* _PROBLEM STATEMENT_
Print exactly the lines below between the line holding "positive clicks: (270, 258) (267, 248)" and the line holding "620V612H219L216 607H205L199 623L201", inclusive, and nothing more.

* _MATERIAL PROVIDED_

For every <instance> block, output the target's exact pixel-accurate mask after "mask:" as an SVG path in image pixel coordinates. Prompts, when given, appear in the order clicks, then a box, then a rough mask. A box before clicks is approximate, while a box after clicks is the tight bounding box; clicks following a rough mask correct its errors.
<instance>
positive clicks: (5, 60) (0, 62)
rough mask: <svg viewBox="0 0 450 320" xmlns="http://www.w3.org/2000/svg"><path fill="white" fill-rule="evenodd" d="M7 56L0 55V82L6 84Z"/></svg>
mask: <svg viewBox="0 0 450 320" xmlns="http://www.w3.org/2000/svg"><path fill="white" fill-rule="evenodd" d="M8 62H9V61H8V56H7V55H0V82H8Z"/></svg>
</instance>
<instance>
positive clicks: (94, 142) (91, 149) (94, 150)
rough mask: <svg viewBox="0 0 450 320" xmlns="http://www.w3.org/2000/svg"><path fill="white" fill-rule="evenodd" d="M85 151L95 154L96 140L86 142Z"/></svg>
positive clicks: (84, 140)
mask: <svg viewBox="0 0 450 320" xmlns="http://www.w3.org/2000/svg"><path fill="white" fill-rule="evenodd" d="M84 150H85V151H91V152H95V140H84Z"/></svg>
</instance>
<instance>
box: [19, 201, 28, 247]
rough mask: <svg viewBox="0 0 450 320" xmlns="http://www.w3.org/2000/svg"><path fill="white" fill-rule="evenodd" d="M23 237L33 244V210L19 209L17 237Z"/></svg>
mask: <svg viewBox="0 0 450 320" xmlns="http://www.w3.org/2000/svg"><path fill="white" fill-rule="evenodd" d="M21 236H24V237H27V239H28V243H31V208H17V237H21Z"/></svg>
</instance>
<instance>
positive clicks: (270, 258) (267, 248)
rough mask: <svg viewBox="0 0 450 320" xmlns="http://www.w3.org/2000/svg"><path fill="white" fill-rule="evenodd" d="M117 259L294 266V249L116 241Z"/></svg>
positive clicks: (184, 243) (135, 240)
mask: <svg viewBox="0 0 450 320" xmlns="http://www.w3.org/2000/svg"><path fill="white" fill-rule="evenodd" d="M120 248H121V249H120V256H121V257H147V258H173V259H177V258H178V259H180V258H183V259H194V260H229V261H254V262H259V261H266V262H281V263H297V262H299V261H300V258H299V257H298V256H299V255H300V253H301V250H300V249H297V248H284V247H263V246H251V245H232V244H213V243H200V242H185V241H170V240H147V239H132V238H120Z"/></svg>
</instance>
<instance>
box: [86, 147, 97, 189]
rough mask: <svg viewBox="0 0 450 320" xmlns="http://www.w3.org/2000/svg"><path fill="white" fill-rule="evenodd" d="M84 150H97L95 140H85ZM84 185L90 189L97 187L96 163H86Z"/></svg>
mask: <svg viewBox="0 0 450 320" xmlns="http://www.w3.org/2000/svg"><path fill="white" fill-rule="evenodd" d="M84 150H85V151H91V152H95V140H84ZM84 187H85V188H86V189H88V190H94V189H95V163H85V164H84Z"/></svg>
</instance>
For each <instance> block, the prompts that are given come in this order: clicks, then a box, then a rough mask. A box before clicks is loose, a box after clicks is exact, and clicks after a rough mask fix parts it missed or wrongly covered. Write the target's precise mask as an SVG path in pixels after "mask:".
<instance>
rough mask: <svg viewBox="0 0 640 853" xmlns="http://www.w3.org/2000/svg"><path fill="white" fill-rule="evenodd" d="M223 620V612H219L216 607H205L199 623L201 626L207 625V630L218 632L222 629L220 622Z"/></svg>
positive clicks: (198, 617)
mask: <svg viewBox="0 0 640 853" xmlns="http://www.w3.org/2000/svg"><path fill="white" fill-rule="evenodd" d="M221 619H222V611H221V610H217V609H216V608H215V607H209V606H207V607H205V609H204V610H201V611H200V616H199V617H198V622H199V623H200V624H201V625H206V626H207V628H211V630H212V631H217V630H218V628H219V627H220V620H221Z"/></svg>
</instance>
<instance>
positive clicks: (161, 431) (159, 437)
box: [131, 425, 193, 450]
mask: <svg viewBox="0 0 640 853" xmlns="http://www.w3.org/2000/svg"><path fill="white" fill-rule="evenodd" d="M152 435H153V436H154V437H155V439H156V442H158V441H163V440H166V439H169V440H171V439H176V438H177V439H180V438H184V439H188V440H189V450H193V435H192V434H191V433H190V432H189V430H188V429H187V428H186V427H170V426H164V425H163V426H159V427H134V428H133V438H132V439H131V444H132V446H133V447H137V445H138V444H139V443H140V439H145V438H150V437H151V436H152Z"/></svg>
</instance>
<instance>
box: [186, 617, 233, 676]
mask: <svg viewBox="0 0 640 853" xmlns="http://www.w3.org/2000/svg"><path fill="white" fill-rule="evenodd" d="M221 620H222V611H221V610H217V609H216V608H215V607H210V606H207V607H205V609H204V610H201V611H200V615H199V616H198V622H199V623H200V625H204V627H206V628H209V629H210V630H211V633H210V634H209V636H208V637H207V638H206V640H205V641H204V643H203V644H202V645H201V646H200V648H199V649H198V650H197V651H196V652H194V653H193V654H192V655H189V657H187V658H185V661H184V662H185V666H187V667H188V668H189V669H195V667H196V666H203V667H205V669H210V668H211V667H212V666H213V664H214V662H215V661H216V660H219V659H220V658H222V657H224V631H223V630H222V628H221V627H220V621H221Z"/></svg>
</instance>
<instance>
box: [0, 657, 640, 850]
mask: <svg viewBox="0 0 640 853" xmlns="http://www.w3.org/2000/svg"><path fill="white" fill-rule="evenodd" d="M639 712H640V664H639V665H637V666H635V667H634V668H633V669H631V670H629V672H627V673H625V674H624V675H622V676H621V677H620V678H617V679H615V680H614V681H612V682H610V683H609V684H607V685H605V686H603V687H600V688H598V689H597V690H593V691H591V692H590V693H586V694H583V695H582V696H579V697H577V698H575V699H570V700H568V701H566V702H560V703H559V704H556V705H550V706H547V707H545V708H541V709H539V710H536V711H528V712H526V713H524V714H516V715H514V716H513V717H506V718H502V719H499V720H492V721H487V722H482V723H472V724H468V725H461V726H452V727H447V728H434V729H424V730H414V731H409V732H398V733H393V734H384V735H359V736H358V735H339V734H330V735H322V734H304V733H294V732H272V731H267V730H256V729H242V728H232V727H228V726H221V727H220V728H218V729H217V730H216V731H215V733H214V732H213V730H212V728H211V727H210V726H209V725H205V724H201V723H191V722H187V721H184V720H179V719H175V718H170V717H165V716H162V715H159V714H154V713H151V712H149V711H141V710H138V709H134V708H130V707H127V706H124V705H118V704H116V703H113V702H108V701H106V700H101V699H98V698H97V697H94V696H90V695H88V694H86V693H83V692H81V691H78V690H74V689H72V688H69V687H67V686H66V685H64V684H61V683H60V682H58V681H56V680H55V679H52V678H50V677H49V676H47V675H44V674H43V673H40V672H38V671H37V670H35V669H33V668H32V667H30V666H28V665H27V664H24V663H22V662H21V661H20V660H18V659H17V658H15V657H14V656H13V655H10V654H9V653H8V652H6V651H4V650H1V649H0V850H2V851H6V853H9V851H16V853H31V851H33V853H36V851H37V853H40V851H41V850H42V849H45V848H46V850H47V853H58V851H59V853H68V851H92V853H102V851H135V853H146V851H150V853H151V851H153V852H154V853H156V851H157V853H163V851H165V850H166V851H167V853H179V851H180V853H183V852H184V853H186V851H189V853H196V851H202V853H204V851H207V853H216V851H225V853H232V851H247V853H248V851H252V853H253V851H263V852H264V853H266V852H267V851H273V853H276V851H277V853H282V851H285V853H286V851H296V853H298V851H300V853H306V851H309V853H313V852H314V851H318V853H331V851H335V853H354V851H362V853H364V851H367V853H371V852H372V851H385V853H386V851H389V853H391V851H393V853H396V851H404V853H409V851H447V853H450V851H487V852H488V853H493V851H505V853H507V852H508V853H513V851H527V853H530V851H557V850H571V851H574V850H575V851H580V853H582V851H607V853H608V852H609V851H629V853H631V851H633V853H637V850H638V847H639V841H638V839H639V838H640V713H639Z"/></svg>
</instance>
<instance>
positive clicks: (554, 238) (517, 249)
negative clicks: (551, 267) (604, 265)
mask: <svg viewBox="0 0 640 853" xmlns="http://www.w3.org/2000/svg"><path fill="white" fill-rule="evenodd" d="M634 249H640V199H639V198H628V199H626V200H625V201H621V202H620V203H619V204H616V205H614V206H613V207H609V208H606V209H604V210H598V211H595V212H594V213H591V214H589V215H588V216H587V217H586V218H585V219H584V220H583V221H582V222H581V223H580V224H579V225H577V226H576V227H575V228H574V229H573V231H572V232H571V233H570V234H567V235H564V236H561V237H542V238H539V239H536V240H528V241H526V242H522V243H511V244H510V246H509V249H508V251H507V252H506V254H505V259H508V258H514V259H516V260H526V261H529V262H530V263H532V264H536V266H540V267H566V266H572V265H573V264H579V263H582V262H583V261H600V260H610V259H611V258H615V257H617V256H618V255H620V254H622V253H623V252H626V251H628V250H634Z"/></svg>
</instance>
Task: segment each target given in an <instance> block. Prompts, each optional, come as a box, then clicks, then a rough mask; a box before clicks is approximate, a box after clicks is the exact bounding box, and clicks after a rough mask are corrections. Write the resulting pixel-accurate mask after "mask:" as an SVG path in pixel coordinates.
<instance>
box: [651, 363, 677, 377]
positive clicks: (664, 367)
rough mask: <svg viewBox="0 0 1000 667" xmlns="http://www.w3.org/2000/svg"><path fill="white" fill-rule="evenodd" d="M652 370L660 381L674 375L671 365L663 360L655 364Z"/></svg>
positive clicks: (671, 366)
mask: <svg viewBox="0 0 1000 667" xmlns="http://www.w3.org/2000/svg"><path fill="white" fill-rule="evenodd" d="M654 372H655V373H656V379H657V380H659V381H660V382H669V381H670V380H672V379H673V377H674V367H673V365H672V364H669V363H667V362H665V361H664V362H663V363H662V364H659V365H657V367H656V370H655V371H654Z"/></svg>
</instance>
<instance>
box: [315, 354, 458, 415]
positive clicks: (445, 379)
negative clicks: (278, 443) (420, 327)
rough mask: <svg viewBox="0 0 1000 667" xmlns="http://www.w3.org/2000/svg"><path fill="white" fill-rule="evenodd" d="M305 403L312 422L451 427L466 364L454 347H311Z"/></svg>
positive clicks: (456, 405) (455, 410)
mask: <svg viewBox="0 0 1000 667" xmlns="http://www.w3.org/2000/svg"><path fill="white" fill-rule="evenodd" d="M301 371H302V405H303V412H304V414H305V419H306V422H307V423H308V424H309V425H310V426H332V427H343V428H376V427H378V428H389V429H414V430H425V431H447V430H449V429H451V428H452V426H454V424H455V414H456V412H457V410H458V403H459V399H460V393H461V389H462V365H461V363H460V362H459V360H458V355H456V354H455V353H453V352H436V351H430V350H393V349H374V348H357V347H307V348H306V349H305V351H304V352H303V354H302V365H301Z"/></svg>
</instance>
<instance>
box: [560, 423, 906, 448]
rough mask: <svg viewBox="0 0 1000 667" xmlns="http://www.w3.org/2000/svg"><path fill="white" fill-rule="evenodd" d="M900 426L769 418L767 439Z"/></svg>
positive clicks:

* _SOLVED PROBLEM_
positive clicks: (270, 258) (267, 248)
rough mask: <svg viewBox="0 0 450 320" xmlns="http://www.w3.org/2000/svg"><path fill="white" fill-rule="evenodd" d="M117 259L294 266V249L116 241Z"/></svg>
positive clicks: (184, 243) (135, 240)
mask: <svg viewBox="0 0 450 320" xmlns="http://www.w3.org/2000/svg"><path fill="white" fill-rule="evenodd" d="M120 248H121V249H120V256H121V257H147V258H173V259H177V258H178V259H180V258H183V259H194V260H229V261H254V262H259V261H266V262H281V263H297V262H299V261H300V258H299V257H298V256H299V255H300V253H301V250H300V249H297V248H284V247H263V246H251V245H232V244H213V243H200V242H185V241H170V240H147V239H132V238H120Z"/></svg>
</instance>
<instance>
box: [86, 147, 97, 189]
rough mask: <svg viewBox="0 0 450 320" xmlns="http://www.w3.org/2000/svg"><path fill="white" fill-rule="evenodd" d="M84 150H97L95 140H85ZM84 185L90 189L97 187L96 163H86Z"/></svg>
mask: <svg viewBox="0 0 450 320" xmlns="http://www.w3.org/2000/svg"><path fill="white" fill-rule="evenodd" d="M84 150H85V151H91V152H95V140H84ZM84 187H85V188H86V189H88V190H94V189H95V163H85V164H84Z"/></svg>
</instance>
For each <instance> block, the prompts that are given come in this order: clicks, then a box, then a rough mask. A box before clicks is loose, a box after clicks is exact, and clicks after a rough mask fix parts it missed or wrongly covered. Write the target's precise mask as an SVG path in pixels after "mask:".
<instance>
rough mask: <svg viewBox="0 0 640 853" xmlns="http://www.w3.org/2000/svg"><path fill="white" fill-rule="evenodd" d="M223 620V612H219L216 607H205L199 623L201 626L207 625V630L218 632L222 629L220 622Z"/></svg>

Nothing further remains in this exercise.